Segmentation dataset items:

○ ○ ○ ○

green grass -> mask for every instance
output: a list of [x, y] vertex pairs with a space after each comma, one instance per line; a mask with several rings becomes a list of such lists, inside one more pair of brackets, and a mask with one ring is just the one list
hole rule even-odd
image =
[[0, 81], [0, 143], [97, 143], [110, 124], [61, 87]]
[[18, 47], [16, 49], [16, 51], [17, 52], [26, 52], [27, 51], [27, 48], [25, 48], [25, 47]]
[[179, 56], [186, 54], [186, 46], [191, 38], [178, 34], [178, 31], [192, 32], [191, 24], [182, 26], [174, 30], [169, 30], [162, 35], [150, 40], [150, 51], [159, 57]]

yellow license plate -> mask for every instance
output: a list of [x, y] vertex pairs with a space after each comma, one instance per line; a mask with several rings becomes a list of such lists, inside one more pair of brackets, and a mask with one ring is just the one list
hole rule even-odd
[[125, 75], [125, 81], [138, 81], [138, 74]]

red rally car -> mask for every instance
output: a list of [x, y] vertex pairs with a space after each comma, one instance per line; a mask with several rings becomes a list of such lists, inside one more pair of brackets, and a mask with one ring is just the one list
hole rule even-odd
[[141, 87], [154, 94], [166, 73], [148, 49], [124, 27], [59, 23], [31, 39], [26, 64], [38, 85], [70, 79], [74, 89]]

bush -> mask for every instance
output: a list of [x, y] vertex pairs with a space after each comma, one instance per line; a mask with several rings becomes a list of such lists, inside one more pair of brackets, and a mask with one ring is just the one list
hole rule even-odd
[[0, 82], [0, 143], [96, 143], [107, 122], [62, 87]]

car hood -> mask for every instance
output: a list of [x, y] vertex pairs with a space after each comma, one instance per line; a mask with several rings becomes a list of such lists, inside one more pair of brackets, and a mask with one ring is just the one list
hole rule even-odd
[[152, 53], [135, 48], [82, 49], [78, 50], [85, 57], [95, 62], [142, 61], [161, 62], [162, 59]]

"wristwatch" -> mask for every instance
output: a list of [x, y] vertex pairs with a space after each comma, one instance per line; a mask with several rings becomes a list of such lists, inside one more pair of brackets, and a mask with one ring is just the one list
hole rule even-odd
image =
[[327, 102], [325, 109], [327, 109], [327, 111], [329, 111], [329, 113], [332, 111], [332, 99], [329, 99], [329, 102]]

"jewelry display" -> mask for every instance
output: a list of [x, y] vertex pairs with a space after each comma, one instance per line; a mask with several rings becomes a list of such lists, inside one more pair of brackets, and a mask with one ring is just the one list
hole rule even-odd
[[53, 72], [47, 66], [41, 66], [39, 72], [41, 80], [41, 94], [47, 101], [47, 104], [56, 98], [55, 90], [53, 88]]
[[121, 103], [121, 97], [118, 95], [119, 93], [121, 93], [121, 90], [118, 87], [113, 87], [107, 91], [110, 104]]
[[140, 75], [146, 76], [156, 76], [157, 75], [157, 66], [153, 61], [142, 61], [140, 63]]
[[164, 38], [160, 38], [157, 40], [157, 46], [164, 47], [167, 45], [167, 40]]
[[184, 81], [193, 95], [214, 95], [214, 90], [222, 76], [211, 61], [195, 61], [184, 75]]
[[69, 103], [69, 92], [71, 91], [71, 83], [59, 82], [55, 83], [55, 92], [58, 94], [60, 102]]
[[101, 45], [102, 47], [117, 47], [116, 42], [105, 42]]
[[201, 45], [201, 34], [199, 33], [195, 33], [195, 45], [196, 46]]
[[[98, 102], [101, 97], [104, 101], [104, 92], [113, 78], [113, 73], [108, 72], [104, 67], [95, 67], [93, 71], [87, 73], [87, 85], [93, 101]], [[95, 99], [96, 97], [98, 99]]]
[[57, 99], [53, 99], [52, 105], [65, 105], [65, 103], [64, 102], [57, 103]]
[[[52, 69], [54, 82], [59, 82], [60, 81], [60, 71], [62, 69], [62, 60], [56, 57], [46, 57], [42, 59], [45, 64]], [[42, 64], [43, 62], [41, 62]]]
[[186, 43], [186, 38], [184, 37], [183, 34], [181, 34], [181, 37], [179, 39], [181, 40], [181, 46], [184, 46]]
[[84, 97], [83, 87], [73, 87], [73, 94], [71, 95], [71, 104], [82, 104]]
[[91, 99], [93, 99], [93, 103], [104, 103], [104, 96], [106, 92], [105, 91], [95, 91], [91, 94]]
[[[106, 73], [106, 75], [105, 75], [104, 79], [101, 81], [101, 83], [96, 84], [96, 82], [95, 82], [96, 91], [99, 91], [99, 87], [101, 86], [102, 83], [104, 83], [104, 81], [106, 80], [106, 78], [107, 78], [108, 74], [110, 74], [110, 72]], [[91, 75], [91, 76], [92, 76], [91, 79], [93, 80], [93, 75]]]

○ ○ ○ ○

What needs to be done: Reproduce the lines without any change, beginning with the line that contains "bush -> mask for every instance" and continuing through the line that contains "99], [329, 102]]".

Response to this task:
bush -> mask for every instance
output: a list of [x, y] vertex pairs with a space after each comma, one instance per line; a mask with several rings becomes a list of such lists, inside one more pair of brackets, and a mask with one ring is just the one list
hole rule even-odd
[[0, 82], [0, 143], [96, 143], [107, 122], [62, 87]]

car hood -> mask for every instance
output: a list of [x, y] vertex pairs with a space after each comma, one instance per line; a mask with several rings becomes a list of such lists, inside one more pair of brackets, and a mask with one ring is just the one list
hole rule even-odd
[[152, 53], [135, 48], [82, 49], [78, 50], [85, 57], [95, 62], [142, 61], [161, 62], [162, 59]]

"wristwatch" -> mask for every instance
output: a list of [x, y] vertex pairs with a space after each comma, one instance per line; a mask with several rings becomes a list of such lists, inside one more pair of brackets, and a mask with one ring is just the one list
hole rule even-odd
image =
[[327, 102], [325, 109], [327, 109], [327, 111], [329, 111], [329, 113], [332, 111], [332, 99], [329, 99], [329, 102]]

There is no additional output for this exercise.